Requirements:
Output the lines that follow exactly as they are.

[Lines of data]

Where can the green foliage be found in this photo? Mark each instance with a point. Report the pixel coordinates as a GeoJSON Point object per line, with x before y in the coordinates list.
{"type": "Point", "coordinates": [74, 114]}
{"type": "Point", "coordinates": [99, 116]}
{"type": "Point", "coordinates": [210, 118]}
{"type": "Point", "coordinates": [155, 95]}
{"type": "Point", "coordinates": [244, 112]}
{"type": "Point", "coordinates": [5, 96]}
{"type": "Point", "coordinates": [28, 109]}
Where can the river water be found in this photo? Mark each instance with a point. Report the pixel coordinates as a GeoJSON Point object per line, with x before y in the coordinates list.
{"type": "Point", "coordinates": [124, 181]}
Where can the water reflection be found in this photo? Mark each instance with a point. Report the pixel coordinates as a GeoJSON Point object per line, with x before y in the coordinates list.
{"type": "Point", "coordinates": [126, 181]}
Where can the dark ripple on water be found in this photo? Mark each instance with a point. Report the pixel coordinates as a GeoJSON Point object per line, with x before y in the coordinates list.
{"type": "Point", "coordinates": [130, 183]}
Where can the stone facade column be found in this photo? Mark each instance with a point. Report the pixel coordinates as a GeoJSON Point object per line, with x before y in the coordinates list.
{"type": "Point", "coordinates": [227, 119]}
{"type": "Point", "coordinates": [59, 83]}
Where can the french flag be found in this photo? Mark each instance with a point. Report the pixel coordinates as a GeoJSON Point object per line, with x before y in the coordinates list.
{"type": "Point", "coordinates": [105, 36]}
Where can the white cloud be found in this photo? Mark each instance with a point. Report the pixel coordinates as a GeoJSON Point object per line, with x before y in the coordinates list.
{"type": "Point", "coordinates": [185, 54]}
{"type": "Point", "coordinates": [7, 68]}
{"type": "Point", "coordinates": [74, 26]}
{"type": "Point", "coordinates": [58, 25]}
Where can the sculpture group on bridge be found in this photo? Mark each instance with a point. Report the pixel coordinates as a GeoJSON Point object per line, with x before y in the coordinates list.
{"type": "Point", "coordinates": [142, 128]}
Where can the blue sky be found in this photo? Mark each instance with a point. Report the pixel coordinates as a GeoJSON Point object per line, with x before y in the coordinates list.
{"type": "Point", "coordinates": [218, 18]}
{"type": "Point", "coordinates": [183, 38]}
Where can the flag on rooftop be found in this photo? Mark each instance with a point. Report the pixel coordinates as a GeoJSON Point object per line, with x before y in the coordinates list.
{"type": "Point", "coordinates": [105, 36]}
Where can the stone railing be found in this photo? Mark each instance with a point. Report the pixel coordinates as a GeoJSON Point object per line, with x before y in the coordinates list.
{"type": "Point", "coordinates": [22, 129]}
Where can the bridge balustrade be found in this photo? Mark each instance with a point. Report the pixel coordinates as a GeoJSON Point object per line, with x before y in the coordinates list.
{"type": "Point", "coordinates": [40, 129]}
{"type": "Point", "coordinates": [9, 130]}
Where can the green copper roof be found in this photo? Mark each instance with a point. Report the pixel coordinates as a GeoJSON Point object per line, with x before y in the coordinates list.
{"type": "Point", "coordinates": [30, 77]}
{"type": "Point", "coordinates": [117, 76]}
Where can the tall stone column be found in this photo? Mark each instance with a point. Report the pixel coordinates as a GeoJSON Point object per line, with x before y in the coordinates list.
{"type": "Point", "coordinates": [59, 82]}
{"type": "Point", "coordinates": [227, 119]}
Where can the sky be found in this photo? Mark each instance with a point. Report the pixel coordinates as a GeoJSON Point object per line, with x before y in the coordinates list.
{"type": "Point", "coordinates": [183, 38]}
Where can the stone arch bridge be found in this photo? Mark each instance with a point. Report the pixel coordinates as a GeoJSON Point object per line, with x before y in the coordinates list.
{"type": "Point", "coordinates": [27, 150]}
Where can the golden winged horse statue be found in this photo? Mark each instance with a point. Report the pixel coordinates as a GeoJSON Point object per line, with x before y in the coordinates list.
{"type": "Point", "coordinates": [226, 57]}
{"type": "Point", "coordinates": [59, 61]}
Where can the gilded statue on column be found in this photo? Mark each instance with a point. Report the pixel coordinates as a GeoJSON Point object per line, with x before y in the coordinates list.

Exercise output:
Where can the green foliage be found in this photo? Mark each instance with a point. Report the pixel coordinates as a GeoJSON Point object per line, with x before y in the coordinates list.
{"type": "Point", "coordinates": [74, 114]}
{"type": "Point", "coordinates": [99, 116]}
{"type": "Point", "coordinates": [210, 118]}
{"type": "Point", "coordinates": [155, 95]}
{"type": "Point", "coordinates": [244, 112]}
{"type": "Point", "coordinates": [5, 96]}
{"type": "Point", "coordinates": [28, 109]}
Where can the river water be found in this photo? Mark each instance with a point. Report the pixel coordinates as a GeoJSON Point object per line, with x before y in the coordinates list.
{"type": "Point", "coordinates": [124, 181]}
Where can the water reflection be found in this photo? Mark each instance with a point. Report the pixel coordinates as a GeoJSON Point object per line, with x before y in the coordinates list.
{"type": "Point", "coordinates": [126, 181]}
Where can the dark ripple on water be found in this photo? Mark each instance with a point. Report the pixel coordinates as a GeoJSON Point object per line, with x before y in the coordinates list.
{"type": "Point", "coordinates": [130, 183]}
Where can the stone facade column be found in this photo? Mark each instance with a point. Report the pixel coordinates as a GeoJSON Point object per line, with x before y in the coordinates list.
{"type": "Point", "coordinates": [227, 119]}
{"type": "Point", "coordinates": [59, 83]}
Where can the french flag be found in this photo? Mark each instance with a point. Report the pixel coordinates as a GeoJSON Point object per line, with x before y in the coordinates list.
{"type": "Point", "coordinates": [105, 36]}
Where can the white cloud be found in this photo? Mark each instance with a point. Report the pixel coordinates as a GeoJSON Point object per line, with x before y in the coordinates list.
{"type": "Point", "coordinates": [185, 54]}
{"type": "Point", "coordinates": [7, 68]}
{"type": "Point", "coordinates": [74, 26]}
{"type": "Point", "coordinates": [58, 25]}
Where can the sculpture group on bridge be found in this photo? Mark each instance with a point. Report the pixel coordinates as a GeoJSON Point object per line, with x before y in the coordinates list.
{"type": "Point", "coordinates": [142, 128]}
Where can the blue sky be found in this photo? Mark each instance with a point. Report the pixel coordinates as a GeoJSON Point object per line, with x before y in the coordinates list.
{"type": "Point", "coordinates": [218, 18]}
{"type": "Point", "coordinates": [183, 38]}
Where can the flag on rooftop be found in this photo? Mark each instance with a point. Report the pixel coordinates as a GeoJSON Point object per line, with x before y in the coordinates list.
{"type": "Point", "coordinates": [105, 36]}
Where can the stone railing be found in this photo? Mark each instance with a point. Report the pixel coordinates as a GeoJSON Point object per line, with x before y in the coordinates list.
{"type": "Point", "coordinates": [22, 129]}
Where can the bridge balustrade be found in this photo? Mark each instance with a point. Report the pixel coordinates as a GeoJSON Point object per line, with x before y in the coordinates list.
{"type": "Point", "coordinates": [40, 129]}
{"type": "Point", "coordinates": [9, 130]}
Where can the green copper roof be found in this photo? Mark each instance with a point. Report the pixel coordinates as a GeoJSON Point object per line, with x before y in the coordinates list.
{"type": "Point", "coordinates": [30, 77]}
{"type": "Point", "coordinates": [117, 76]}
Where can the tall stone column be found in this photo? Mark each instance with a point. Report the pixel coordinates as a GeoJSON Point object per line, with x before y in the coordinates list.
{"type": "Point", "coordinates": [59, 82]}
{"type": "Point", "coordinates": [227, 119]}
Where can the sky be found in this photo? Mark each instance with a point. Report the pixel coordinates as a GeoJSON Point object per line, with x before y in the coordinates list.
{"type": "Point", "coordinates": [183, 38]}
Where can the stone arch bridge be found in this photo? Mark each instance with a point. Report the pixel coordinates as a GeoJSON Point object per line, with x before y in the coordinates list.
{"type": "Point", "coordinates": [27, 150]}
Where can the golden winged horse statue be found in this photo? Mark each instance with a point. Report the pixel coordinates as a GeoJSON Point object per line, with x before y in the coordinates list.
{"type": "Point", "coordinates": [226, 57]}
{"type": "Point", "coordinates": [59, 61]}
Where can the gilded statue on column be found in this photo? Mark each instance with a point. Report the pixel coordinates as a GeoJSON Point object per line, with x before y in the coordinates list.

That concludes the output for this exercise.